— Begin EXTRACT PROVIDED —

And yes, this entry is public. Comments will be screened.
**************
I am not, at heart, a writer. In all honesty, I picked law school because I didn't think I had it in me to write a master's thesis (or, chas v'shalom, a dissertation!). The irony, of course, is that I spend most of my time at work - wait for it - WRITING. I think I'm getting better, because it's like 75% of what I do all day long, but really - I am not a writer by nature. I struggle like whoa when writing. I keep this journal because it helps my mental health, not to make any points about my writing skills.
Which is by way of saying, I don't know how much sense this entry is going to make. But you know, I only billed 3.6 hours today, because I spent most of the day with my mind wandering about banality, appropriation, and evil, and hey, why else do I have a journal if not to write about things like this?
***************
So - the banality of evil is a concept that, as far as I can tell, originated with Hannah Arendt's book
Eichmann in Jerusalem. The theory is that "great evils in history generally, and the Holocaust in particular, were not executed by fanatics or sociopaths but rather by ordinary people who accepted the premises of their state and therefore participated with the view that their actions were normal."
Cite. (Is there an earlier originator? Please tell me if there is.)
I have not read Eichmann in Jerusalem, and based on
deliriums_fish's reviews, I don't plan to. But I was thinking today about how fascinatingly horrifying a concept it is - that if you accept the premise of something (on my mind today: structural racism, appropriation, and the erasing of people of color), and what I mean by "accept" is that it's as common as the air you breathe - or part of the air you breathe even - such that you don't even notice it any more, you'll keep perpetuating those problems, because you see no reason to question whether it's normal.
****************
A confession: I read a lot of blogs. Less than I used to (really ma, I'm cutting back, I can stop any time I want to!), but still rather a great number of blogs.
Real blogs,
smart blogs,
blogs where people are thinking about important things,
in great depth, not just nattering on about their little lives like I do. One of these blogs is - was -
La Chola. That link doesn't work today.

— End EXTRACT PROVIDED —

▶ TASKS FOR THIS EXERCISE
[A] Answer these questions using the journal entry:
(i) How many hours did the writer bill today?
(ii) Which book does the writer name as the apparent origin of the concept of the banality of evil?
(iii) Roughly what share of the writer's workday is spent writing?
[B] Quote the journal entry word for word, covering the stretch from "I have not read" through "number of blogs.".
[C] Continue the journal entry about blogs and the banality of evil, picking up after its final sentence.
The material that comes next has no role in any of the tasks.

— Begin DATA ROWS —

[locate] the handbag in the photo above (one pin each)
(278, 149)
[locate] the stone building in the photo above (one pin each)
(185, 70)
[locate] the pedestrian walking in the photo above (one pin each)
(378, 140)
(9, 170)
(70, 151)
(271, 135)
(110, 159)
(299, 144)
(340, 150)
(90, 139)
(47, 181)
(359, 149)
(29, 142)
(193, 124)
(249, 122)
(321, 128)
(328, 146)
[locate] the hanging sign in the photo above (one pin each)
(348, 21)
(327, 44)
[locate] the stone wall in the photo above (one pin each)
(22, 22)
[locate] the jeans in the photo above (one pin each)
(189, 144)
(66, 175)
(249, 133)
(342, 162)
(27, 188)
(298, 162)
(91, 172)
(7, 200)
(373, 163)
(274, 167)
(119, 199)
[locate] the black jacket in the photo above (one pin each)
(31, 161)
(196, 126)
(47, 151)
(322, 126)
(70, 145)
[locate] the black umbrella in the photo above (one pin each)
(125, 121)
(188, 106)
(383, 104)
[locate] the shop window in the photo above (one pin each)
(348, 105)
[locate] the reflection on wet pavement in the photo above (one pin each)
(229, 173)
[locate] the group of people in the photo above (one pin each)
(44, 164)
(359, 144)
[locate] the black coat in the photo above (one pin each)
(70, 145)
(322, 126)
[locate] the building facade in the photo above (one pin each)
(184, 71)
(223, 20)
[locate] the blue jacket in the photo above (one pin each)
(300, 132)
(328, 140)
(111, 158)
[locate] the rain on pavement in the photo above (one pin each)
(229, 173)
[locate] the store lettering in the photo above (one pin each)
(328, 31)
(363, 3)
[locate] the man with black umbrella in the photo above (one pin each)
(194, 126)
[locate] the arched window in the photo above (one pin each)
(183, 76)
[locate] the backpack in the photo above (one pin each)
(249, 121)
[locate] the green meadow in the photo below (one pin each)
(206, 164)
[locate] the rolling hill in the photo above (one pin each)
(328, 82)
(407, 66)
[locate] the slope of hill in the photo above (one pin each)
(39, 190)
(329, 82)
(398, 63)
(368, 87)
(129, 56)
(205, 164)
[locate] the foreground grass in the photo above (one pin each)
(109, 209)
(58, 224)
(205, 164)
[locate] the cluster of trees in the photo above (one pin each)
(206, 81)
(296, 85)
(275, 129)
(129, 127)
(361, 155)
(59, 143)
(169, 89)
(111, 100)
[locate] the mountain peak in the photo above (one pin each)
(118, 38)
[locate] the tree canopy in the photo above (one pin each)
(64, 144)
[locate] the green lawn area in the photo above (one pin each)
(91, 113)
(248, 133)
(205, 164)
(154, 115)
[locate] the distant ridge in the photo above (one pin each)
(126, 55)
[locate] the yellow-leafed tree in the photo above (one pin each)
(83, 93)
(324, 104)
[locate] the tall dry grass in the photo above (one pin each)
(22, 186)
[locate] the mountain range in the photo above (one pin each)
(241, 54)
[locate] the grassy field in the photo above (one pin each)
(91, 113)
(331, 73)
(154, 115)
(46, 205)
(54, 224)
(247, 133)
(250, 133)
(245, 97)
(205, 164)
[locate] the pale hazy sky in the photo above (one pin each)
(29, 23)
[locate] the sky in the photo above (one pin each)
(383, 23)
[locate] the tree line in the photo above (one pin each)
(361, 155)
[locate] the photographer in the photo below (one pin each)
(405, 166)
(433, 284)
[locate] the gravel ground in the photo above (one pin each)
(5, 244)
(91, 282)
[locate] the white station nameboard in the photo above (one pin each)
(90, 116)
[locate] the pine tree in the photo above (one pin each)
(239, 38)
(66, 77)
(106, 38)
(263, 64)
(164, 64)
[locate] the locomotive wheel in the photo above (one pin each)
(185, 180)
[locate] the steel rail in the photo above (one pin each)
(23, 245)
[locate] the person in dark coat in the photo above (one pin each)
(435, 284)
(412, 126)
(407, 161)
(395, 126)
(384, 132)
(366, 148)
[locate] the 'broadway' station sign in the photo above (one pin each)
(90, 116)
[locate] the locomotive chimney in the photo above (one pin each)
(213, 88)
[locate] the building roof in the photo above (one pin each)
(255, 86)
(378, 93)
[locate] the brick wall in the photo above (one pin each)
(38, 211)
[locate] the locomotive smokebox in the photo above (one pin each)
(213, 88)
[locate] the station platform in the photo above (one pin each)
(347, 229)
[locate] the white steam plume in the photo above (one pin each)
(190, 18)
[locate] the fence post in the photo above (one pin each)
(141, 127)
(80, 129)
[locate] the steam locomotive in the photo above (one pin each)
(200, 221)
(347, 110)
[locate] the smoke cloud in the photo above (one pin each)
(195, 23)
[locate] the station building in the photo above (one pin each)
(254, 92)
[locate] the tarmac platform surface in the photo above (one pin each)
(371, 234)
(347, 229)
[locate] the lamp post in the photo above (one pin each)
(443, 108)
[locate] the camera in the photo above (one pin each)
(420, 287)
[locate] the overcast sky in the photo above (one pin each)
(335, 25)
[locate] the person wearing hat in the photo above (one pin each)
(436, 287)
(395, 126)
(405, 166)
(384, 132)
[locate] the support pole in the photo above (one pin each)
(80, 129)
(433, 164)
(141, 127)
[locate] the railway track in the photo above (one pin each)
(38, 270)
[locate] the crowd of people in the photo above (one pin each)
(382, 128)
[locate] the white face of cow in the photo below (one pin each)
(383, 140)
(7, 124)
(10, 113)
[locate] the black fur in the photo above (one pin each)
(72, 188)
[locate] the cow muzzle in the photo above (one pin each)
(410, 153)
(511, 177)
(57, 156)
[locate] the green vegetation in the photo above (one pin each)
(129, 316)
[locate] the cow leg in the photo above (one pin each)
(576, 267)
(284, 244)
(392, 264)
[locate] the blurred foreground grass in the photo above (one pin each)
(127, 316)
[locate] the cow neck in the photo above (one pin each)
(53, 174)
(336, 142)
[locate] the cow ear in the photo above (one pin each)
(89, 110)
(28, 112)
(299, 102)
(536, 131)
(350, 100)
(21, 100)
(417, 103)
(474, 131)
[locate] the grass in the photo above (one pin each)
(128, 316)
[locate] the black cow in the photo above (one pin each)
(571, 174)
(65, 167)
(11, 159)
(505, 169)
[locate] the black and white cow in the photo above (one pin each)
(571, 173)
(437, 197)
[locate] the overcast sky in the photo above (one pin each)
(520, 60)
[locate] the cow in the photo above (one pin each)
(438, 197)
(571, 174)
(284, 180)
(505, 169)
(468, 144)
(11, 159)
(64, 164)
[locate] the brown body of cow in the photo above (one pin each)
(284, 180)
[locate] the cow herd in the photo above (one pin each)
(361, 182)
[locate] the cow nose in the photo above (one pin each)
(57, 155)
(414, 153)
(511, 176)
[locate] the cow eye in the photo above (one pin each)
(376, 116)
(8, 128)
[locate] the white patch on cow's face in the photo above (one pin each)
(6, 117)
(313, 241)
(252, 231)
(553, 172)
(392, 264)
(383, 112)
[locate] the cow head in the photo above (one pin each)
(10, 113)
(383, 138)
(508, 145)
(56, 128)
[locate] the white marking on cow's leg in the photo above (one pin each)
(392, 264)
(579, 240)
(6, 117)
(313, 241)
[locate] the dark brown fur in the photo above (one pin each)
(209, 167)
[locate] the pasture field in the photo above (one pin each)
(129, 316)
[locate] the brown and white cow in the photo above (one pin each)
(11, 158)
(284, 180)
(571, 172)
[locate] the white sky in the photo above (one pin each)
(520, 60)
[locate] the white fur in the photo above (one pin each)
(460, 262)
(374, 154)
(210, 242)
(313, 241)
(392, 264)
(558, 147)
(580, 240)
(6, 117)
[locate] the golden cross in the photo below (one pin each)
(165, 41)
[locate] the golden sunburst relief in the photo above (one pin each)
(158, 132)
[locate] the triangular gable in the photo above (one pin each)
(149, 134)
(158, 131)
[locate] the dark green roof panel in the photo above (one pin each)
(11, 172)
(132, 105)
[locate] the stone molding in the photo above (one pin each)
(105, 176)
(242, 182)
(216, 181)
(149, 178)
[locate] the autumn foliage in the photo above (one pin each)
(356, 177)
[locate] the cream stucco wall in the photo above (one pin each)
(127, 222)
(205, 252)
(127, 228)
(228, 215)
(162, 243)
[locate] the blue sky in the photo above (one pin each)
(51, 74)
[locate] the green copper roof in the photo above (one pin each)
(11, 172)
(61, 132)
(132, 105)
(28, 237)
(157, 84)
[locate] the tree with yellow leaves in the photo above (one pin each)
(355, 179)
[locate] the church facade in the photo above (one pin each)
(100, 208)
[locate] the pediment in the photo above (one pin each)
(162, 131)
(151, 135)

— End DATA ROWS —

▶ RESPONSES FOR EACH TASK
[A]
(i) 3.6 hours.
(ii) Hannah Arendt's *Eichmann in Jerusalem*.
(iii) About 75%.

[B]
I have not read Eichmann in Jerusalem, and based on
deliriums_fish's reviews, I don't plan to. But I was thinking today about how fascinatingly horrifying a concept it is - that if you accept the premise of something (on my mind today: structural racism, appropriation, and the erasing of people of color), and what I mean by "accept" is that it's as common as the air you breathe - or part of the air you breathe even - such that you don't even notice it any more, you'll keep perpetuating those problems, because you see no reason to question whether it's normal.
****************
A confession: I read a lot of blogs. Less than I used to (really ma, I'm cutting back, I can stop any time I want to!), but still rather a great number of blogs.

[C]
The author of La Chola, who goes by brownfemipower, writes a lot about immigration as a feminist issue. I will freely admit that I had never considered that angle before, and that this is a function of my race and class privileges. (She also is one of a few feminist bloggers out there who really engage on disability rights, who listen to the voices of people with disabilities. You have to know how much I appreciate that.) What I wish I could do is link to her brilliant, thoughtful, and extremely engaging posts, but like I said - the link doesn't work today.
brownfemipower recently gave a talk at a conference about immigration as a feminist issue. About a week later, a major feminist blogger posted
this article on alternet. As outlined by Sylvia/M.
here, this article is nearly a line-for-line cribbing of brownfemipower's work over the past year (possibly more?). The major feminist blogger did not link to La Chola and did not mention La Chola in her article. Most disturbing for me, though, when this striking similarity was brought to her attention, the major feminist blogger responded by (1)
denying that brownfemipower was any influence on her, (2)
attacking those who were upset about the appropriation, and (3)
claiming that this was an attack on her career, not an attempt by an injured party trying to let her know that she had, you know, CAUSED AN INJURY.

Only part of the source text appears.